Without altering anything, repeat each of the records.

### Items
▼

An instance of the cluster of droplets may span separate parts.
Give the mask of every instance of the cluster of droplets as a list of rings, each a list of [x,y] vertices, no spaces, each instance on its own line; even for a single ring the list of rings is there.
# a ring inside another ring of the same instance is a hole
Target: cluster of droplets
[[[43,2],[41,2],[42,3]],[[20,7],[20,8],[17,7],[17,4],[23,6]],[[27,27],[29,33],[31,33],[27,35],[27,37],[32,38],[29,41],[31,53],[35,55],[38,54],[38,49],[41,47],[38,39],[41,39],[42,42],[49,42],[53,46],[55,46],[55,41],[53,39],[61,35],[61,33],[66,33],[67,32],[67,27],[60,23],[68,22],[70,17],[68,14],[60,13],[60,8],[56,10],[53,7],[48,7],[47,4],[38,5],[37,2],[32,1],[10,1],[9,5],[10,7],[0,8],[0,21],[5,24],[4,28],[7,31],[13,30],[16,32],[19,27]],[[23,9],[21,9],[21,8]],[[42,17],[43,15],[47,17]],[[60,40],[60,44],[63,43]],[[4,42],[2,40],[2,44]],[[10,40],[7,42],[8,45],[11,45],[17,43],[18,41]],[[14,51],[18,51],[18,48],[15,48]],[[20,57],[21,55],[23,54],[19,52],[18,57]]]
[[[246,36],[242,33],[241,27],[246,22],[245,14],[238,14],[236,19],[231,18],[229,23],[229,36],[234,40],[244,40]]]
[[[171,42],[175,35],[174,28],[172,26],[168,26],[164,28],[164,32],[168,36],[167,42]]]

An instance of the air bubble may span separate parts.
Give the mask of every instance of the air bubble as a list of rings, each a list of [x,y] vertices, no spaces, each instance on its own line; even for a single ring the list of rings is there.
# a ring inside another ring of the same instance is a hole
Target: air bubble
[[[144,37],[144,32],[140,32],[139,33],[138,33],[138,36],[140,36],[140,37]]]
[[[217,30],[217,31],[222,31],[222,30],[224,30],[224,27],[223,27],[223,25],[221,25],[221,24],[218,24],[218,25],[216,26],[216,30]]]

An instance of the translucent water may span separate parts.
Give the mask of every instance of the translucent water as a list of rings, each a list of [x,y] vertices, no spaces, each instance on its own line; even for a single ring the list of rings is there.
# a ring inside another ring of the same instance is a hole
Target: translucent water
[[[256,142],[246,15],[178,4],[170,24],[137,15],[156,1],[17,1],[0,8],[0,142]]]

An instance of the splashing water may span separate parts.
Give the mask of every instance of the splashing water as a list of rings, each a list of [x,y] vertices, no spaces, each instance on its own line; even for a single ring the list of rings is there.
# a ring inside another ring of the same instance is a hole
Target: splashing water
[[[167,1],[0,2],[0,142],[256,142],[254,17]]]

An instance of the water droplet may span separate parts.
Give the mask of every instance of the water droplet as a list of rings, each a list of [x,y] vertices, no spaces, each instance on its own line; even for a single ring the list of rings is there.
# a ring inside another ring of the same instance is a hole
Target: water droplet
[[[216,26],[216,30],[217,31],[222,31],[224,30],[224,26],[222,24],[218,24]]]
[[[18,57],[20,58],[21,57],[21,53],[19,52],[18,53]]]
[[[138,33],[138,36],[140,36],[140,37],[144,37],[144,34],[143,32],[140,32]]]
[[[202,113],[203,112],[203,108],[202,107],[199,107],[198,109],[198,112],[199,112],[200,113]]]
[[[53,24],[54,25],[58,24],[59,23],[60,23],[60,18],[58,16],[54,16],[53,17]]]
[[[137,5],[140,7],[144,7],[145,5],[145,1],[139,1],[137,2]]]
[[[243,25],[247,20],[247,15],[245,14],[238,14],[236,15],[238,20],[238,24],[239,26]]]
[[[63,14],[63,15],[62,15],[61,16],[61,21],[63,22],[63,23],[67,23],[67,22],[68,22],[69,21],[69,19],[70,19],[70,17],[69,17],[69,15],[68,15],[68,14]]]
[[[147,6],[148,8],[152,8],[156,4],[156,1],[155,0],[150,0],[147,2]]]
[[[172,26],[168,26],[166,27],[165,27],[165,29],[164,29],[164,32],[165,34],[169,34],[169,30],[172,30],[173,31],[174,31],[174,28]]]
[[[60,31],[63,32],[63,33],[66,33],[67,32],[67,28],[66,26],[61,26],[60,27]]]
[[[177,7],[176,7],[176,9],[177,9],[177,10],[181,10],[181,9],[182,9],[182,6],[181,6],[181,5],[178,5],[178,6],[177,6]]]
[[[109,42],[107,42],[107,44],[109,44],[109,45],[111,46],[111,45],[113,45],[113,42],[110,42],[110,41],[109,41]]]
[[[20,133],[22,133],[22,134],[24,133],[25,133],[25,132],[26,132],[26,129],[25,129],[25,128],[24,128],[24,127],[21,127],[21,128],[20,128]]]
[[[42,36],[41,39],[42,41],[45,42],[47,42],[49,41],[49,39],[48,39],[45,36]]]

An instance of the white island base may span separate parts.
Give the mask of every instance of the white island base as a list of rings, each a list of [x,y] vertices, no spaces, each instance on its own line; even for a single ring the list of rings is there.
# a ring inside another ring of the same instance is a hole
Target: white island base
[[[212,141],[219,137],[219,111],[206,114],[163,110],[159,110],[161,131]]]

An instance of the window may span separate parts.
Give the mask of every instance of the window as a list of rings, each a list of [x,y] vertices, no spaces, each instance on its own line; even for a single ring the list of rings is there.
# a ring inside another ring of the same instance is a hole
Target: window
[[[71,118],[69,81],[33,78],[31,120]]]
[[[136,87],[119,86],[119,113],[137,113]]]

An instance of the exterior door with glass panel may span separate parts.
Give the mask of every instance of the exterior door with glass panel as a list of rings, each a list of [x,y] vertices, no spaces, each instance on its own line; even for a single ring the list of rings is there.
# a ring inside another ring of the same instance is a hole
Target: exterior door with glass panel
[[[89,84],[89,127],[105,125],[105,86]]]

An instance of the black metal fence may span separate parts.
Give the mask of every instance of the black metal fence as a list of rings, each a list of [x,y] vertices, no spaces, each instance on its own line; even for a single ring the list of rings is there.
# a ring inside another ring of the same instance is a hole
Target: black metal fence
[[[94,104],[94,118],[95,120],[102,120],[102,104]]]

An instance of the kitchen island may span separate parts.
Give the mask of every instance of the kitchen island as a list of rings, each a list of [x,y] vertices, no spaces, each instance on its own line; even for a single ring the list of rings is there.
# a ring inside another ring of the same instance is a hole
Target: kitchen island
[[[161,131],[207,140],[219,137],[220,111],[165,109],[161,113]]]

▲

### Response
An instance of the cluster of droplets may span separate parts.
Give the mask of every instance of the cluster of droplets as a list of rings, each a list of [x,y] vertices, no spaces, each instance on its own line; even for a single ring the list of rings is there.
# a ring inside another ring of the same instance is a hole
Target: cluster of droplets
[[[43,2],[41,2],[42,3]],[[20,7],[20,8],[17,7],[17,4],[23,6]],[[27,27],[29,33],[31,33],[27,35],[27,37],[32,38],[29,41],[31,53],[35,55],[38,54],[38,49],[41,47],[38,39],[41,39],[42,42],[49,42],[53,46],[55,46],[55,41],[53,39],[61,35],[61,33],[66,33],[67,32],[67,27],[60,23],[68,22],[70,17],[68,14],[60,13],[60,8],[56,10],[53,7],[48,7],[47,4],[38,5],[37,2],[32,1],[10,1],[9,5],[10,7],[0,8],[0,21],[5,24],[4,28],[7,31],[13,30],[16,32],[19,27]],[[23,9],[21,9],[21,8]],[[42,17],[43,15],[47,17]],[[60,40],[60,44],[63,43]],[[4,42],[2,40],[2,44]],[[10,40],[7,42],[8,45],[11,45],[17,43],[18,41]],[[14,51],[18,51],[18,48],[15,48]],[[20,57],[21,55],[23,54],[19,52],[18,57]]]
[[[246,36],[242,33],[241,27],[246,22],[245,14],[238,14],[236,19],[231,18],[229,23],[229,36],[234,40],[244,40]]]
[[[171,42],[175,35],[174,28],[172,26],[168,26],[164,28],[164,32],[168,36],[167,42]]]

An instance of the air bubble may span separate parts.
Give the mask of every instance of the air bubble as a list of rings, each a list of [x,y] vertices, no spaces, each instance on its own line; even for a single ring the list of rings is there.
# a ring inside another ring of the same instance is a hole
Target: air bubble
[[[144,37],[144,32],[140,32],[139,33],[138,33],[138,36],[140,36],[140,37]]]
[[[217,30],[217,31],[222,31],[222,30],[224,30],[224,27],[223,27],[223,25],[221,25],[221,24],[218,24],[218,25],[216,26],[216,30]]]

An instance of the translucent water may span separate parts.
Give the mask of every instance of the translucent water as a list of rings, each a list of [x,y] vertices, no spaces, each instance on its own line; even for a single ring the list of rings is there.
# a ring inside another ring of the same instance is a hole
Target: translucent water
[[[256,142],[246,15],[178,4],[170,24],[137,15],[156,1],[17,1],[0,8],[0,142]]]

An instance of the splashing water may span separate parts.
Give the mask of every instance of the splashing water as a list of rings, each a list of [x,y] vertices, no spaces, each instance on its own line; even for a single ring the list of rings is there.
# a ring inside another ring of the same instance is a hole
Target: splashing water
[[[167,1],[0,2],[0,142],[256,142],[254,17]]]

An instance of the water droplet may span separate parts.
Give the mask of every instance of the water droplet as a list of rings, each a list of [x,y] vertices, no spaces, each instance on its own line; even for a single ring the list of rings is there.
# a ring inside another ring of the same instance is a hole
Target: water droplet
[[[216,26],[216,30],[217,31],[222,31],[224,30],[224,26],[222,24],[218,24]]]
[[[18,57],[20,58],[21,57],[21,53],[19,52],[18,53]]]
[[[138,33],[138,36],[140,36],[140,37],[144,37],[144,34],[143,32],[140,32]]]
[[[202,113],[203,112],[203,108],[202,107],[199,107],[198,109],[198,112],[199,112],[200,113]]]
[[[53,24],[54,25],[58,24],[59,23],[60,23],[60,18],[58,16],[54,16],[53,17]]]
[[[137,5],[140,7],[144,7],[145,5],[145,1],[139,1],[137,2]]]
[[[243,25],[247,20],[247,15],[245,14],[238,14],[236,15],[238,20],[238,24],[239,26]]]
[[[63,14],[63,15],[62,15],[61,16],[61,21],[63,22],[63,23],[67,23],[67,22],[68,22],[69,21],[69,19],[70,19],[70,17],[69,17],[69,15],[68,15],[68,14]]]
[[[147,6],[148,8],[152,8],[156,4],[156,1],[155,0],[150,0],[147,2]]]
[[[172,26],[168,26],[166,27],[165,27],[165,29],[164,29],[164,32],[165,34],[169,34],[169,30],[172,30],[173,31],[174,31],[174,28]]]
[[[60,31],[63,32],[63,33],[66,33],[67,32],[67,28],[66,26],[61,26],[60,27]]]
[[[177,7],[176,7],[176,9],[177,9],[177,10],[181,10],[181,9],[182,9],[182,6],[181,6],[181,5],[178,5],[178,6],[177,6]]]
[[[109,42],[107,42],[107,44],[109,44],[109,45],[111,46],[111,45],[113,45],[113,42],[110,42],[110,41],[109,41]]]
[[[20,133],[22,133],[22,134],[24,133],[25,133],[25,132],[26,132],[26,129],[25,129],[25,128],[24,128],[24,127],[21,127],[21,128],[20,128]]]
[[[42,36],[41,39],[42,41],[45,42],[47,42],[49,41],[49,39],[48,39],[45,36]]]

An instance of the white island base may span separate parts.
Give the mask of every instance of the white island base as a list of rings, each a list of [x,y] vertices, no spaces, each instance on its own line; even for a single ring the list of rings is there.
# a ring inside another ring of the same instance is a hole
Target: white island base
[[[212,141],[219,137],[219,111],[206,114],[163,110],[159,110],[161,131]]]

An instance of the window may span separate parts.
Give the mask of every instance of the window as a list of rings, each a list of [x,y] vertices, no spaces, each instance on its own line; even for a single ring the list of rings is there.
# a ring inside another ring of the same instance is a hole
Target: window
[[[71,118],[69,81],[33,78],[31,120]]]
[[[136,87],[119,86],[119,113],[137,113]]]

An instance of the exterior door with glass panel may span separate parts.
Give the mask of every instance of the exterior door with glass panel as a list of rings, each a list of [x,y] vertices, no spaces, each instance on its own line; even for a single ring the list of rings is there.
# a ring inside another ring of the same instance is a hole
Target: exterior door with glass panel
[[[89,84],[89,127],[105,125],[105,86]]]

An instance of the black metal fence may span separate parts.
Give the mask of every instance of the black metal fence as a list of rings, each a list of [x,y] vertices, no spaces, each instance on its own line; even for a single ring the list of rings is there.
# a ring inside another ring of the same instance is a hole
Target: black metal fence
[[[94,104],[94,118],[95,120],[102,120],[102,104]]]

An instance of the kitchen island may span separate parts.
Give the mask of every instance of the kitchen island as a list of rings, each a list of [x,y] vertices, no spaces, each instance on its own line; even for a single ring the list of rings is there.
# a ring inside another ring of the same instance is a hole
Target: kitchen island
[[[161,131],[207,140],[219,137],[220,111],[165,109],[161,113]]]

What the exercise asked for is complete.